[Task description]: Locate the line containing "Look at the photo above. For each instance of the rocky" in the material below; repeat it and every line after it, exactly as written.

┄┄┄┄┄┄┄┄┄┄┄┄┄┄┄┄┄┄┄┄

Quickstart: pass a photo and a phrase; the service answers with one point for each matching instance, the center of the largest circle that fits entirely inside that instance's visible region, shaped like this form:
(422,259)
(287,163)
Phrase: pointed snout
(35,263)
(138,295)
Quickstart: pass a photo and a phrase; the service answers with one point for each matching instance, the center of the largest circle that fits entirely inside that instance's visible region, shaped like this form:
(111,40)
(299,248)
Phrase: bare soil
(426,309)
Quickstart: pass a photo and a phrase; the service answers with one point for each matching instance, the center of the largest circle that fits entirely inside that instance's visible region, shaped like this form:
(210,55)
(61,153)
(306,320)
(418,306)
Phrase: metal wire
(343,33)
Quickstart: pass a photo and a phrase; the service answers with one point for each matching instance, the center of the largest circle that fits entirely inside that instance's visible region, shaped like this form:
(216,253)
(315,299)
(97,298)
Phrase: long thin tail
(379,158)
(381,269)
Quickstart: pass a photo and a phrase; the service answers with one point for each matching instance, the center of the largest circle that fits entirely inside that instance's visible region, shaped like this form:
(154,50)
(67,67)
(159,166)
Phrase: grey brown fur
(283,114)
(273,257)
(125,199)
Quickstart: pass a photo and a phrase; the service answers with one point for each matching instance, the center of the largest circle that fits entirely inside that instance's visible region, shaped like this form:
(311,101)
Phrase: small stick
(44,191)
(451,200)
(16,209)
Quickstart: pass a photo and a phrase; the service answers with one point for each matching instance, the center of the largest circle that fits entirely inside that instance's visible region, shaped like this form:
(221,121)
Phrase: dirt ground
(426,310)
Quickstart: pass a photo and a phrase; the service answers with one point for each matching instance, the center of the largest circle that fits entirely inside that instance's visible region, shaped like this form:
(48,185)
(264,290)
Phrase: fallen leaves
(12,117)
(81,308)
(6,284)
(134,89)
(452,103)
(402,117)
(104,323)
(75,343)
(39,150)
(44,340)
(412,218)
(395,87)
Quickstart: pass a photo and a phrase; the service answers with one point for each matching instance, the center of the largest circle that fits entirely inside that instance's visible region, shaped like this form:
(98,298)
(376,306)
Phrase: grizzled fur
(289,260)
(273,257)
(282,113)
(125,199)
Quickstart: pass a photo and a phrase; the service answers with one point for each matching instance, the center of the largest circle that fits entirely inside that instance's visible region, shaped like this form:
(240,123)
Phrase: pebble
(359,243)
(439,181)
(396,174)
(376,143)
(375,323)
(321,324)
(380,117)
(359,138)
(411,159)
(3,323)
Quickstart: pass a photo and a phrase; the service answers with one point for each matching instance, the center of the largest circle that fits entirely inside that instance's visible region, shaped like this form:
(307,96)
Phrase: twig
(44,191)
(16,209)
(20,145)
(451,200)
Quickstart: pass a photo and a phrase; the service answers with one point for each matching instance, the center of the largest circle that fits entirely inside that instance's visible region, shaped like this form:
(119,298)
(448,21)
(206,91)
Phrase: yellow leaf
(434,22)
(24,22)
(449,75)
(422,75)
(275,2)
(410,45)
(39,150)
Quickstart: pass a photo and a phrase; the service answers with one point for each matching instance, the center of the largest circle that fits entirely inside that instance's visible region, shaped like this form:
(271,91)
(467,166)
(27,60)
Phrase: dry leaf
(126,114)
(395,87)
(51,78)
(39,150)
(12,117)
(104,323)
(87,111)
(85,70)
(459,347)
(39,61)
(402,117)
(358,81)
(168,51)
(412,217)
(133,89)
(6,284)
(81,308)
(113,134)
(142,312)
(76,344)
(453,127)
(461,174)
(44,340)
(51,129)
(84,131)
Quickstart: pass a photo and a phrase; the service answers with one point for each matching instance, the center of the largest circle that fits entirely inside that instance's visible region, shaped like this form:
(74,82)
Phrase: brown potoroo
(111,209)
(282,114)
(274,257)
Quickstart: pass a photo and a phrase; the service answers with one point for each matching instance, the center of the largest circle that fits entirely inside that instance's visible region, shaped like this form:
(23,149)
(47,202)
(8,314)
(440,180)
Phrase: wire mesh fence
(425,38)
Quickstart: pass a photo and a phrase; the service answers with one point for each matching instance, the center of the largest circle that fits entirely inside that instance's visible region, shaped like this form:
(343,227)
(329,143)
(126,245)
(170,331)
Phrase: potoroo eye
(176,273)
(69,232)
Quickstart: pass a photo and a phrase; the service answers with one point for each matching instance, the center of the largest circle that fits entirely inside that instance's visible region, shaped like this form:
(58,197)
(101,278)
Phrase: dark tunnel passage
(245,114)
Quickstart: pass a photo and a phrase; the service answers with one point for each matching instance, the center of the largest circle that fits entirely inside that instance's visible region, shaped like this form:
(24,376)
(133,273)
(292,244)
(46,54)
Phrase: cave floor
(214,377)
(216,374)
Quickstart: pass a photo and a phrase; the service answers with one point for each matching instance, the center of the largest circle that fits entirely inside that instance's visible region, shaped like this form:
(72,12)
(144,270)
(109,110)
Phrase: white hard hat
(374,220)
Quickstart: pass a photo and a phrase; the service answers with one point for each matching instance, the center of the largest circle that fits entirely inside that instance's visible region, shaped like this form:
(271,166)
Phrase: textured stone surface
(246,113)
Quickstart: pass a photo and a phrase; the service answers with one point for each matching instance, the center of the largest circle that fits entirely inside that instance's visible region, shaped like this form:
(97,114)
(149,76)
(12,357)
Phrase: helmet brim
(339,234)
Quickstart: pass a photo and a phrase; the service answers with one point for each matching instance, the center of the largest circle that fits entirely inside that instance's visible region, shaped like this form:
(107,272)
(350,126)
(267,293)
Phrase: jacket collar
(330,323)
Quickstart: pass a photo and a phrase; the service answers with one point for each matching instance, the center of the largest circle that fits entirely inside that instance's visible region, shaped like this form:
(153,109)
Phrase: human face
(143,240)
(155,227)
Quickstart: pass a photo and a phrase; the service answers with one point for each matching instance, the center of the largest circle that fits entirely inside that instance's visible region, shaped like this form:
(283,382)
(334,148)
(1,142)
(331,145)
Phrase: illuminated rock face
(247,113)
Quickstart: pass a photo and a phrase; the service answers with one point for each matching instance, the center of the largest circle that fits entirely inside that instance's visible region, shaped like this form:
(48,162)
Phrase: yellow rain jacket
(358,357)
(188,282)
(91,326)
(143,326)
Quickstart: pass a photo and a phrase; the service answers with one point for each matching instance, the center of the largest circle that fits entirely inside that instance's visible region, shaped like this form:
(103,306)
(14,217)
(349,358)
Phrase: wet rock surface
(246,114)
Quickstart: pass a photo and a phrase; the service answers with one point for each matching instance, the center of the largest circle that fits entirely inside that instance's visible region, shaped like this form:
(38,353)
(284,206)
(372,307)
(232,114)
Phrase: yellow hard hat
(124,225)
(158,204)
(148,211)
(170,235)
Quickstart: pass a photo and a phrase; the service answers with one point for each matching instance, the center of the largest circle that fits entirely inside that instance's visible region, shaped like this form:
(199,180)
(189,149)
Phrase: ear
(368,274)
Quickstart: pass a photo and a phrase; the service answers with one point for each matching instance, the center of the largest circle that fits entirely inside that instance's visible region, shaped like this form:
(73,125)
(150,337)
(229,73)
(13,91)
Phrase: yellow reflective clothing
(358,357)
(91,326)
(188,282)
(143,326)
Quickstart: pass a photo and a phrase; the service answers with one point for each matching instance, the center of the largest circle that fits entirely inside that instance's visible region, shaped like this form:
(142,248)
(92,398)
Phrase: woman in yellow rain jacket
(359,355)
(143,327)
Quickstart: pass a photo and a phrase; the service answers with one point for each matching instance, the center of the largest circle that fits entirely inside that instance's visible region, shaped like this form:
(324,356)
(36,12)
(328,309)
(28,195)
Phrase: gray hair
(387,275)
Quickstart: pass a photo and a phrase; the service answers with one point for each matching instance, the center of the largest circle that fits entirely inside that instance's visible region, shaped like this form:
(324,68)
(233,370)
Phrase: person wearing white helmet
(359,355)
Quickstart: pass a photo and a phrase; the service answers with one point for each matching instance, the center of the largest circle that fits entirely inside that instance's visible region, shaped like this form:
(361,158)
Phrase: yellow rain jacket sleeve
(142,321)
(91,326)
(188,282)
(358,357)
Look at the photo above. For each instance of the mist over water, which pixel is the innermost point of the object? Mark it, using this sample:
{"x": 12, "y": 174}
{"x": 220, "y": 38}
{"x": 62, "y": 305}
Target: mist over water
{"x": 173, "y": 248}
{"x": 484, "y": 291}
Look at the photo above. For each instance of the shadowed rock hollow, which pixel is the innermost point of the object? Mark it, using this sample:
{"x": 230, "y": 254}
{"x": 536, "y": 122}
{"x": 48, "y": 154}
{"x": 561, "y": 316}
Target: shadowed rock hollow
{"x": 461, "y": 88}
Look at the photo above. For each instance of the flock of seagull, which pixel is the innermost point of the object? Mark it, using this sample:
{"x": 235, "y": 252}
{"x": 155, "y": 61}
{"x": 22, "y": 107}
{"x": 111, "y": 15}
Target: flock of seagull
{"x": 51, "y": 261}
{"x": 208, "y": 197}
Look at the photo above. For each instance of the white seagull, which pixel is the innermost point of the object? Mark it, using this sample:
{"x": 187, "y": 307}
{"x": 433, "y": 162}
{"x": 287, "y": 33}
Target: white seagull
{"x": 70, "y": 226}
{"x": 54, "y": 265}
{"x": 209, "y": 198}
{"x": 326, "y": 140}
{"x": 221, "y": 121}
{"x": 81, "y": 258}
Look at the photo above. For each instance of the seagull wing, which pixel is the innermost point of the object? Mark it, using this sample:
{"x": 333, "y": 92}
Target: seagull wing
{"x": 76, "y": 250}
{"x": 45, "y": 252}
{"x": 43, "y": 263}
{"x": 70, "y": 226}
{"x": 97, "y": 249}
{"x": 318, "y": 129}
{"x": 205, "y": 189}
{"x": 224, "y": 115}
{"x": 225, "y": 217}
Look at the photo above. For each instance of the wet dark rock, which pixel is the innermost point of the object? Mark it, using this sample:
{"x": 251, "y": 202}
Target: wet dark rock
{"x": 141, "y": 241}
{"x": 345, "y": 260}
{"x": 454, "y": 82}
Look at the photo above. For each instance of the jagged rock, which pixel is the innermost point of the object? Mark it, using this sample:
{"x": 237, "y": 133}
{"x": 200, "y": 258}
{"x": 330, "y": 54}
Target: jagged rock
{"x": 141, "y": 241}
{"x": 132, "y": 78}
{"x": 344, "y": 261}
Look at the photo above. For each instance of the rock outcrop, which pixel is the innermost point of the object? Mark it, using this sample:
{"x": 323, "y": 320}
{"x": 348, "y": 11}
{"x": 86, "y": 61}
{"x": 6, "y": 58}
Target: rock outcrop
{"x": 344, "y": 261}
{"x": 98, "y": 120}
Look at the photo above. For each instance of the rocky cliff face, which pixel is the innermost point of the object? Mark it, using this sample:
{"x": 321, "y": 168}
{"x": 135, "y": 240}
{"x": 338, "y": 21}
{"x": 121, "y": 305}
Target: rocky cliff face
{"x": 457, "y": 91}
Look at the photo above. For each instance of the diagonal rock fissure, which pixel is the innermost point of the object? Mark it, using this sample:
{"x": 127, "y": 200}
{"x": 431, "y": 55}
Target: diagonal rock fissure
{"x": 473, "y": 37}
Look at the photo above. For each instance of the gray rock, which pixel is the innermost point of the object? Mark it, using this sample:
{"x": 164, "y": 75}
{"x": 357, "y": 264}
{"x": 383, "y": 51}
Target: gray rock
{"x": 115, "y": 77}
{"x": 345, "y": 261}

┄┄┄┄┄┄┄┄┄┄┄┄┄┄┄┄┄┄┄┄

[Solution for this exercise]:
Look at the photo above. For each instance of the rocky cliff face, which pixel is the innermost point of the object? Mark it, using this sample:
{"x": 321, "y": 168}
{"x": 135, "y": 240}
{"x": 338, "y": 21}
{"x": 121, "y": 305}
Target: rocky cliff face
{"x": 457, "y": 91}
Look at the photo above. For each instance of the diagonal rock fissure, which pixel is the innermost point of the object? Mark it, using this sample:
{"x": 127, "y": 200}
{"x": 431, "y": 55}
Target: diagonal rock fissure
{"x": 473, "y": 37}
Look at the photo above. For each instance of the gray rock, which pixel is the innermost point of the object? Mark it, using this sample:
{"x": 164, "y": 75}
{"x": 357, "y": 264}
{"x": 383, "y": 51}
Target: gray rock
{"x": 115, "y": 77}
{"x": 345, "y": 261}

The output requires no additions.